--- Listed records Enclosed Below ---
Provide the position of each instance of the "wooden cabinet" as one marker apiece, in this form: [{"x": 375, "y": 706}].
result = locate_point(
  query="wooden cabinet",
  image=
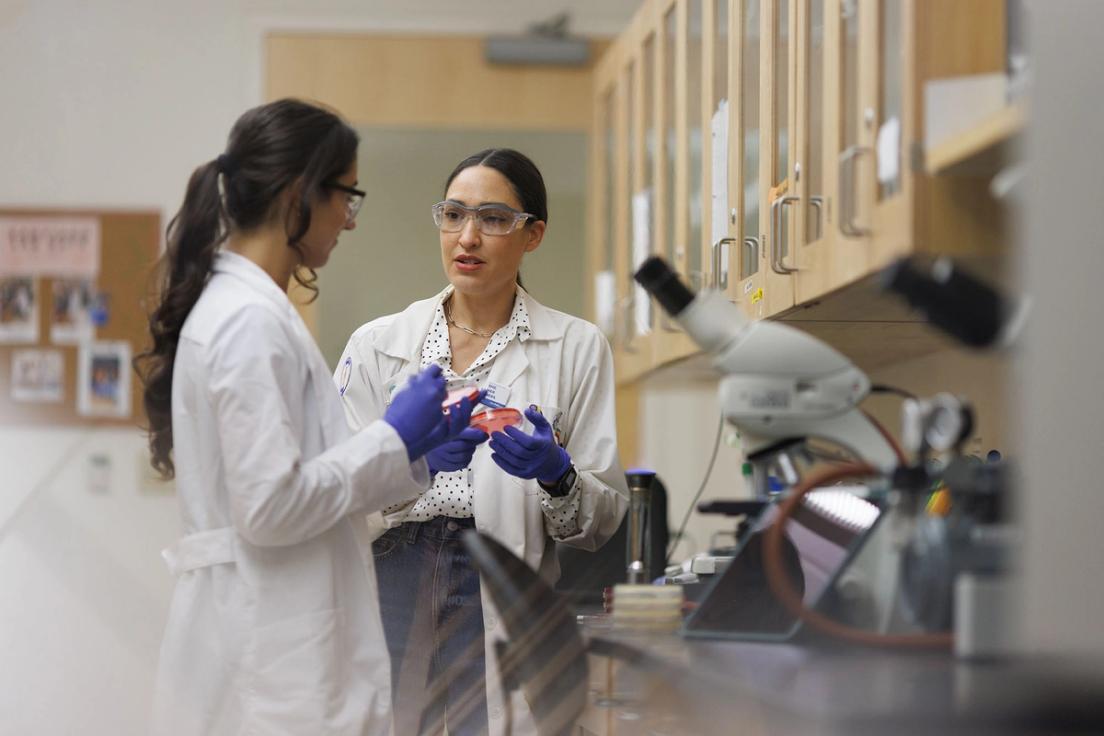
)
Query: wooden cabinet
[{"x": 773, "y": 149}]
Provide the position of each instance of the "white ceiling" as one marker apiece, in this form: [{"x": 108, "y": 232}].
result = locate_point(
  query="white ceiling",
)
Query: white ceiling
[{"x": 592, "y": 18}]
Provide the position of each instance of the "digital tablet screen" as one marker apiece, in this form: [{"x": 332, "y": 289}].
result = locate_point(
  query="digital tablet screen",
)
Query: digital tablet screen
[{"x": 820, "y": 537}]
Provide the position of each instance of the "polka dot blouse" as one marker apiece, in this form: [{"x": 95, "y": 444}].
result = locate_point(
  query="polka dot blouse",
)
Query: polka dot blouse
[{"x": 452, "y": 492}]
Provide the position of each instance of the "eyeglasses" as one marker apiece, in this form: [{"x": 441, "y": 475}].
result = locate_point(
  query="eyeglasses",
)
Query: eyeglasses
[
  {"x": 490, "y": 219},
  {"x": 354, "y": 199}
]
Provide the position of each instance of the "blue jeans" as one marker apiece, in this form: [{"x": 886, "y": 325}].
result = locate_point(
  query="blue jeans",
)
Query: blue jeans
[{"x": 433, "y": 624}]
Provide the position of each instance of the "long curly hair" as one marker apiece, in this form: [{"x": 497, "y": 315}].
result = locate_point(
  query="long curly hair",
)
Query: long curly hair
[{"x": 269, "y": 148}]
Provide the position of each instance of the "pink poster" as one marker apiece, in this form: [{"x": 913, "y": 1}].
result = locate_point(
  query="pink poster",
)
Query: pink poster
[{"x": 50, "y": 246}]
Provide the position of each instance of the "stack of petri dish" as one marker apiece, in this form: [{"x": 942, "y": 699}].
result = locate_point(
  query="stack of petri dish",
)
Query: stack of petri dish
[{"x": 647, "y": 608}]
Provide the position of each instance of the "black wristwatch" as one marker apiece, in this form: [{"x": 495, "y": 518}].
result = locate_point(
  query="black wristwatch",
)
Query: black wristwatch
[{"x": 562, "y": 487}]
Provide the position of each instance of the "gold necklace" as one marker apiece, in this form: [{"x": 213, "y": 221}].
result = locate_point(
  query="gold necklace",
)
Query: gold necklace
[{"x": 448, "y": 318}]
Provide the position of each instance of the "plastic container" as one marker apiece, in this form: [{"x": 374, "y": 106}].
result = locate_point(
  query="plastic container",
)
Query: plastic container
[{"x": 497, "y": 419}]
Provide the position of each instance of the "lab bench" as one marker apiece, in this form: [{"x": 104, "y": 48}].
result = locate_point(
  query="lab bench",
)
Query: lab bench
[{"x": 666, "y": 684}]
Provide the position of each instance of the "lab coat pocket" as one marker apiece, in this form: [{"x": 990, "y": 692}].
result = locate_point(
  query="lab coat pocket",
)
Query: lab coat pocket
[{"x": 294, "y": 682}]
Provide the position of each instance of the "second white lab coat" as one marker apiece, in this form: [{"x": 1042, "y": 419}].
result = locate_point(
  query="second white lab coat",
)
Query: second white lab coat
[
  {"x": 274, "y": 626},
  {"x": 565, "y": 368}
]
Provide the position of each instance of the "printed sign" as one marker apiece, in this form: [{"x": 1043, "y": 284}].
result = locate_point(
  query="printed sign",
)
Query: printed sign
[{"x": 50, "y": 246}]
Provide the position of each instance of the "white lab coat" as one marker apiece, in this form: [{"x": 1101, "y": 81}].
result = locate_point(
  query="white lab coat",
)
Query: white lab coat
--- End of Enclosed Listed records ---
■ Directions ■
Exclude the images and copy every record above exactly.

■ Your response ■
Provide the position of each instance of the "wooden cabinet" as one marker apiece, in this form: [{"x": 375, "y": 706}].
result = locate_point(
  query="wooden cabinet",
  image=
)
Query: wooden cabinet
[{"x": 773, "y": 149}]
Provide the position of each instance of the "white ceiling" as one marker apiece, in this form: [{"x": 108, "y": 232}].
result = locate_point(
  query="white ceiling",
)
Query: white ceiling
[{"x": 592, "y": 18}]
Provide the position of each instance of the "digital tablet screen" as one marker apiece, in this form: [{"x": 332, "y": 289}].
result = locate_point(
  query="digital tablet screen",
)
Query: digital tablet screen
[{"x": 820, "y": 537}]
Provide the position of each instance of the "polka dot blouse" as one marker apiece, in this form: [{"x": 95, "y": 444}].
result = locate_point(
  query="polka dot blouse",
)
Query: polka dot blouse
[{"x": 452, "y": 492}]
Provide the position of each instance of the "eyeglasses" as one marker apiece, in this form: [{"x": 441, "y": 475}].
result = locate_point(
  query="eyeglasses",
)
Query: eyeglasses
[
  {"x": 490, "y": 219},
  {"x": 354, "y": 199}
]
Provide the position of each instance of the "blue jeans" as one marker apiece, in this form: [{"x": 886, "y": 325}].
result = locate_point(
  query="blue jeans",
)
Query: blue jeans
[{"x": 433, "y": 624}]
Provide the position of each instance of the "long curly hair" as one marker apiece, in this form: [{"x": 497, "y": 315}].
result = locate_point(
  query="long curly hair",
)
Query: long curly hair
[{"x": 269, "y": 148}]
Provide the position of each instance of the "pink poster" as one marker apiece, in this form: [{"x": 913, "y": 1}].
result = locate_point(
  query="pink poster",
)
Query: pink poster
[{"x": 50, "y": 246}]
Provide the position of each instance of the "stack of petri dish" as one marker apiece, in this form: [{"x": 942, "y": 699}].
result = locate_point(
  query="stack of petri dish",
)
Query: stack of petri dish
[{"x": 647, "y": 608}]
Provide the position of each instance of the "black wristwatch" as one marker apiece, in this form: [{"x": 495, "y": 518}].
result = locate_point(
  query="black wristwatch",
)
Query: black wristwatch
[{"x": 562, "y": 487}]
Provide the position of each instance of the "gold necklace" as one marker apiece, in this form: [{"x": 213, "y": 221}].
result = locate_point(
  query="gold necklace",
)
Query: gold necklace
[{"x": 448, "y": 318}]
Provide the position of each instance of the "plastic container" as one marker apiece, in this form: [{"x": 374, "y": 106}].
result = locate_point(
  query="plastic container",
)
Query: plastic container
[{"x": 497, "y": 419}]
Provide the position of each instance of the "lab bench" as one marker apiece, in this form: [{"x": 104, "y": 48}].
result = locate_point(
  query="lab bench",
)
Query: lab bench
[{"x": 666, "y": 684}]
Provide the position of each instance of the "lab coat pocket" as one marker apiece, in this form: [{"x": 990, "y": 692}].
result = locate_point(
  query="lab coat pocket",
)
Query: lab coat pocket
[{"x": 294, "y": 682}]
Provide the position of each instance of the "second white lab coat" as one marker apiece, in this form: [{"x": 1042, "y": 419}].
result = locate_point(
  query="second white lab coat",
)
Query: second white lab coat
[
  {"x": 274, "y": 626},
  {"x": 565, "y": 368}
]
Provide the position of each instance of the "printed sign" as one marker apiece, in this form: [{"x": 1043, "y": 284}].
result = locate_point(
  query="printed sign",
)
Query: printed sign
[{"x": 50, "y": 246}]
Provide the position of each instance of the "white lab coat" as one marker apiece, in this form: [{"x": 1101, "y": 81}].
result = locate_point(
  query="white lab coat",
)
Query: white lab coat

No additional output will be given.